** Given passage **
▶
Sunday, August 7, 2016

Take Me Outback: A Cinematic Mini-Return to Australia

I'm back after another long hiatus. More notably, I'm back from my adventure in Australia, which was a phenomenal experience for me academically, professionally, and personally. I'll post more about the Australian film industry in the future; it has a fascinating history, one that is markedly different from Hollywood.

But, in the meantime, as a welcome back, here are five Australian films that I watched recently while I missed the Land Down Under. Three of them are more recent films, while two are classics from the early days of the Australian New Wave. The three more recent films are currently streaming on Netflix, while the latter two are available via Hulu Plus.

Mystery Road (dir. Ivan Sen, 2013)

The predecessor to Goldstone, which opened this year's Sydney Film Festival (and will hopefully receive a US release soon), Mystery Road finds by-the-book detective Jay Swan (Aaron Pedersen) investigating the death of a young Aboriginal girl in a rural Queensland town. Johnno (Hugo Weaving), an officer working on a major drug bust, discourages Jay from looking too deep into the murder, which leads Jay to uncover a deep web of deception and crime that inherently takes advantage of the town's Aboriginal community.
◀
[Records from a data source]
▶
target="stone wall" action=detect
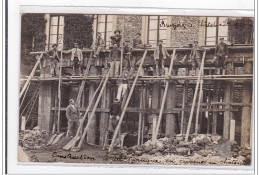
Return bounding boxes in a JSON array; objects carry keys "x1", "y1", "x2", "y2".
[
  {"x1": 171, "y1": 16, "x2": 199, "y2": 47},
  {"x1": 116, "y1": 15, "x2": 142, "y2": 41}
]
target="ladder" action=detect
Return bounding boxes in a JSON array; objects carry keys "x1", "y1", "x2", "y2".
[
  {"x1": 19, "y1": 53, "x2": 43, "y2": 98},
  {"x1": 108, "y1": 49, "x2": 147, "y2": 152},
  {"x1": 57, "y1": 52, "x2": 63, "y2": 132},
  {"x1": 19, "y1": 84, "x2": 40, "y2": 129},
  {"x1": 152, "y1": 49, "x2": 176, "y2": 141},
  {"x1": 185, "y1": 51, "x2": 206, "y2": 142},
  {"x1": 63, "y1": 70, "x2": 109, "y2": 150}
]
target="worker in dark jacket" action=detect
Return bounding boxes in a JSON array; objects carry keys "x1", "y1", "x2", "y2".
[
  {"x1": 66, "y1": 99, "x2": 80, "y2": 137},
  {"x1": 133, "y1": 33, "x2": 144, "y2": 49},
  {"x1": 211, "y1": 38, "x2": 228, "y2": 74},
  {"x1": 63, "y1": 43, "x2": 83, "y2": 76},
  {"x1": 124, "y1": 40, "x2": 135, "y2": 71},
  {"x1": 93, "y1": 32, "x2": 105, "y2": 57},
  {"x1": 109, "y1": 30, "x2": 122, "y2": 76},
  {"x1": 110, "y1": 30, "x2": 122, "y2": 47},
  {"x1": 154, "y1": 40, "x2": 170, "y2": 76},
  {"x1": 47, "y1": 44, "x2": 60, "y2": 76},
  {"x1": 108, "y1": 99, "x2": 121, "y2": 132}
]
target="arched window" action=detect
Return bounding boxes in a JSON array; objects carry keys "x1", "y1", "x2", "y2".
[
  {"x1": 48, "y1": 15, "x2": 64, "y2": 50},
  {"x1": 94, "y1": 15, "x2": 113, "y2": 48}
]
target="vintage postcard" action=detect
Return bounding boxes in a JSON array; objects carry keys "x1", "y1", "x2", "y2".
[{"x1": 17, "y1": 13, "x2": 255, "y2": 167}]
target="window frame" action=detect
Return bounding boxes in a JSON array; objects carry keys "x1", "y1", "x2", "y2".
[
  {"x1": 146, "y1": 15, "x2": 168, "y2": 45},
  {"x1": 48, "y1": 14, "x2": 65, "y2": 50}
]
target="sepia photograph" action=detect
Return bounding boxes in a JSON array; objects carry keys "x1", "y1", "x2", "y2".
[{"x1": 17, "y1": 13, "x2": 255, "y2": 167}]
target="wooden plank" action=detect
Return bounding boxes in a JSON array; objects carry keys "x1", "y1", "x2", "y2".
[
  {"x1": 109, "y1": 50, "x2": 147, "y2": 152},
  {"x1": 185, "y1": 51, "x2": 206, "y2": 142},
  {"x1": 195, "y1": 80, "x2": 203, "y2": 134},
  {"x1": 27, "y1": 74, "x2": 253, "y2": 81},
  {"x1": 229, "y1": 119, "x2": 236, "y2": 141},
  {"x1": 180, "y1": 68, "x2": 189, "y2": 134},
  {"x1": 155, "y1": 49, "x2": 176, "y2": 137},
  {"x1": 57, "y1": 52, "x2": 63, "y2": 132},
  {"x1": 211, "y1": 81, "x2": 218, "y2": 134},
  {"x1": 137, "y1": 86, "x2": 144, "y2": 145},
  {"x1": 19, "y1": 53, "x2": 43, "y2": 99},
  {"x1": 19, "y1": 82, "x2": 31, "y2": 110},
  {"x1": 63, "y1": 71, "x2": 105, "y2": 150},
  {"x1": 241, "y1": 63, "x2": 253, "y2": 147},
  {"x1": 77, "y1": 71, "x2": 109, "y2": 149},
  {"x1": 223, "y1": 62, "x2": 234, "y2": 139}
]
◀
▶
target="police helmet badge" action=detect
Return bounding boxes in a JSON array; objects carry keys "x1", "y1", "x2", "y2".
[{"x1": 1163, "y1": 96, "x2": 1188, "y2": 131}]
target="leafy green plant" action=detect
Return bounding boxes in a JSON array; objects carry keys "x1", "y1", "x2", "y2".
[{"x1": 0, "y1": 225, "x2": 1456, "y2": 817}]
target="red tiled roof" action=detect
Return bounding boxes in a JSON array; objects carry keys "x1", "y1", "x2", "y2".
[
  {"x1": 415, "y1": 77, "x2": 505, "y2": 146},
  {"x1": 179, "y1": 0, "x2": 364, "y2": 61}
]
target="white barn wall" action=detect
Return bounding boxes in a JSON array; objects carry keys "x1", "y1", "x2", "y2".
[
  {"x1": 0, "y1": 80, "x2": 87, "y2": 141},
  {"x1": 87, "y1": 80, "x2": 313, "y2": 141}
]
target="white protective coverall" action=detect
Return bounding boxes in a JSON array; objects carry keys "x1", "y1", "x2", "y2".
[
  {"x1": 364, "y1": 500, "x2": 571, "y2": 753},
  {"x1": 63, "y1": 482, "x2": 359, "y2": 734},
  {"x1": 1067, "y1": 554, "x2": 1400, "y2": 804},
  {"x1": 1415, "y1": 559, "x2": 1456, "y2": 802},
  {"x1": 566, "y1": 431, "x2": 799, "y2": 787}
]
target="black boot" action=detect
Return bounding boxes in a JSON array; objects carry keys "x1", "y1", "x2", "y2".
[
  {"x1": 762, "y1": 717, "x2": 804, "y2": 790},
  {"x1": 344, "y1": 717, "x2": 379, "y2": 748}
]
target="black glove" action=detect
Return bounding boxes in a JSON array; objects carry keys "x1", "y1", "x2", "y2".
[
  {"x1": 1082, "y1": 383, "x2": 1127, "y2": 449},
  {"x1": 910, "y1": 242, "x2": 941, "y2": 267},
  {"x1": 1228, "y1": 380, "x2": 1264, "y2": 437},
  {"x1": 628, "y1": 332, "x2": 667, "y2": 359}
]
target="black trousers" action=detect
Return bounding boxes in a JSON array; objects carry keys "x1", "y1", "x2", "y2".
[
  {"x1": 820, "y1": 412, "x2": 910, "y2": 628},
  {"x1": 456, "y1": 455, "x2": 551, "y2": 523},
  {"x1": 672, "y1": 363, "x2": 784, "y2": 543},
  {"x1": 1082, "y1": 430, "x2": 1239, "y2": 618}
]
◀
▶
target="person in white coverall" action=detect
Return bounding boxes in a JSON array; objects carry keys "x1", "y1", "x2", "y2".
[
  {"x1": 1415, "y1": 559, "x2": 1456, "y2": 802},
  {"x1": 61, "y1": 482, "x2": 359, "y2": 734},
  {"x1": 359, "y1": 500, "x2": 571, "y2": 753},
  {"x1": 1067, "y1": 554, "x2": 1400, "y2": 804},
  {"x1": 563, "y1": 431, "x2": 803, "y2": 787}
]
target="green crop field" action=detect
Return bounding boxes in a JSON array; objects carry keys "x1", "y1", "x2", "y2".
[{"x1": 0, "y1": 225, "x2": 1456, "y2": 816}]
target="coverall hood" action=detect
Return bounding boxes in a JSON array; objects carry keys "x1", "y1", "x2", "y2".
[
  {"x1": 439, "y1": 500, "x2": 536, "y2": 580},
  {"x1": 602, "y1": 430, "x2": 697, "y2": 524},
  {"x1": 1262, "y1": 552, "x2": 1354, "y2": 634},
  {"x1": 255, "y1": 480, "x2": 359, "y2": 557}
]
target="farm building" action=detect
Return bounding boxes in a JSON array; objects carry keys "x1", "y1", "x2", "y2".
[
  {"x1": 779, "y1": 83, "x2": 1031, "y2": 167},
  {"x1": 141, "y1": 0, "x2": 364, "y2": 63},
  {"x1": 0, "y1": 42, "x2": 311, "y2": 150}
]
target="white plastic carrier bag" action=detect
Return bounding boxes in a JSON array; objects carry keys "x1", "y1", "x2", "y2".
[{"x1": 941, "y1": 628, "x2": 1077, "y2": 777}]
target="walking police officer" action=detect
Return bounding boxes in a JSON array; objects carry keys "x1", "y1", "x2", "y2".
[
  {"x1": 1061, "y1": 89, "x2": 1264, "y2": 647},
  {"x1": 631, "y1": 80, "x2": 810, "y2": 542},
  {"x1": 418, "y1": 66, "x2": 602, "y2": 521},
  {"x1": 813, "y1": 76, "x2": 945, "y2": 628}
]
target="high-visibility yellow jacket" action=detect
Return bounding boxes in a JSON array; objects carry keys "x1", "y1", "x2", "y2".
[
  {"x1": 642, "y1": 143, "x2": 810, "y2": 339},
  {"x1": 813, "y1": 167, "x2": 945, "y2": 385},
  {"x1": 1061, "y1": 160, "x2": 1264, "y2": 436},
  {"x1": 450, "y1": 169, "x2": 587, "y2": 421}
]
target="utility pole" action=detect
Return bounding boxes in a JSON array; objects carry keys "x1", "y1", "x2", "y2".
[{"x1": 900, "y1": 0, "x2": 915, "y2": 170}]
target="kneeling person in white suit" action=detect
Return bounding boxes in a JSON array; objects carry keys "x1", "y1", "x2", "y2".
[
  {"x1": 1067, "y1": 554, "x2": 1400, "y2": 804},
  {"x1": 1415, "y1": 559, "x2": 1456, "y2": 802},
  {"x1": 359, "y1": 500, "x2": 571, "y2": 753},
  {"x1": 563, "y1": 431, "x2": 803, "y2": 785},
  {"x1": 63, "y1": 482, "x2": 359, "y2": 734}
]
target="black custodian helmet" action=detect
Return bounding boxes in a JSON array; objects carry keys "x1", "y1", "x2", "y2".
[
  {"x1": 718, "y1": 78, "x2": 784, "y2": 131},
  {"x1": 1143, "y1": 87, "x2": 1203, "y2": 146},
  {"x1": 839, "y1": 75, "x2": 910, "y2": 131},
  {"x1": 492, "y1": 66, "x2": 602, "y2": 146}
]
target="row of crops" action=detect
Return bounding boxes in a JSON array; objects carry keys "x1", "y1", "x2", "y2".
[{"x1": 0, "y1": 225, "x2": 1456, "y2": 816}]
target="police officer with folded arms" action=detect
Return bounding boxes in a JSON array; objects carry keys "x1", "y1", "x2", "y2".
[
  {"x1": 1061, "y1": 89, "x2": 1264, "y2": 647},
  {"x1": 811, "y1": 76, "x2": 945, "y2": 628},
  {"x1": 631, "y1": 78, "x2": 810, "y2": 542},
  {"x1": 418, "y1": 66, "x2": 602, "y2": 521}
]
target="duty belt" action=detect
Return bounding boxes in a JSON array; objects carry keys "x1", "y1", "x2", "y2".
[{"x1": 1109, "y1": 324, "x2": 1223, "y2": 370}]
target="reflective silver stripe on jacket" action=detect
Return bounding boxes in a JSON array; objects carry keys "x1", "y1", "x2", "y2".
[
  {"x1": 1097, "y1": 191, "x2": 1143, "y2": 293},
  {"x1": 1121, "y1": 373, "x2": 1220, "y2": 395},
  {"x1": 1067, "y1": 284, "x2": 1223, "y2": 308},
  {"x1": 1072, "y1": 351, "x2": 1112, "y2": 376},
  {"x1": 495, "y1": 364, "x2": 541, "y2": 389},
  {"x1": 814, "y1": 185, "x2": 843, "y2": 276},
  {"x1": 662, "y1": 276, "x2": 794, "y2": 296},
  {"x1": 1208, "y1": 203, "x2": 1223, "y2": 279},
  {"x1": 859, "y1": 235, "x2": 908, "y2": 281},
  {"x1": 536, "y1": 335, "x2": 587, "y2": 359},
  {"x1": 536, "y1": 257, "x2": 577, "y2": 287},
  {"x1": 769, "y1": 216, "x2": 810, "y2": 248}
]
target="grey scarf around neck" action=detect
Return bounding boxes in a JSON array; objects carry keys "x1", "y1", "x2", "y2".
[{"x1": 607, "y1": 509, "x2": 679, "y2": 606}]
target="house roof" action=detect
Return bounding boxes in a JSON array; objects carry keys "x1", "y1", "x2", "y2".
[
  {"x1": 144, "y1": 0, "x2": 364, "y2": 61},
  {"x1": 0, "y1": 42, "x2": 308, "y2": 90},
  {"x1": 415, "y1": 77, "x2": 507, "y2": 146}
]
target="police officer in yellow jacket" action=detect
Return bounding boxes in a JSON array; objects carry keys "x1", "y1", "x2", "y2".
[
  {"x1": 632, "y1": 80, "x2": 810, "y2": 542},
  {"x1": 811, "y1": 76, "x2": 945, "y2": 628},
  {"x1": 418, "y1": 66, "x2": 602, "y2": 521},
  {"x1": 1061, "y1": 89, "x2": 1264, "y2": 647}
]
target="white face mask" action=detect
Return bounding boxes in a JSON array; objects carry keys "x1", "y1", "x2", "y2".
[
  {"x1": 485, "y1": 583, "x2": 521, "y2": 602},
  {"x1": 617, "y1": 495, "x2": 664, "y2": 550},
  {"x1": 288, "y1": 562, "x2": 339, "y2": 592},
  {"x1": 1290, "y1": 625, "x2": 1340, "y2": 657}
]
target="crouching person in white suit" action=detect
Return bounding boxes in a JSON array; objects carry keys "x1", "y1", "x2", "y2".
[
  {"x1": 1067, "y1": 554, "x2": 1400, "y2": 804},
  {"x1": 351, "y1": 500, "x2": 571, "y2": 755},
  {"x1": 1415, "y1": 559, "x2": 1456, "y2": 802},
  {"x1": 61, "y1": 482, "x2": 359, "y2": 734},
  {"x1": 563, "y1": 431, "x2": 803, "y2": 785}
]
◀
** Aim of the task **
Revise the Australian film post starting at "Sunday, August 7, 2016" and ending at "Ivan Sen, 2013)", swapping "Netflix" for "Amazon Prime".

** Response below **
Sunday, August 7, 2016

Take Me Outback: A Cinematic Mini-Return to Australia

I'm back after another long hiatus. More notably, I'm back from my adventure in Australia, which was a phenomenal experience for me academically, professionally, and personally. I'll post more about the Australian film industry in the future; it has a fascinating history, one that is markedly different from Hollywood.

But, in the meantime, as a welcome back, here are five Australian films that I watched recently while I missed the Land Down Under. Three of them are more recent films, while two are classics from the early days of the Australian New Wave. The three more recent films are currently streaming on Amazon Prime, while the latter two are available via Hulu Plus.

Mystery Road (dir. Ivan Sen, 2013)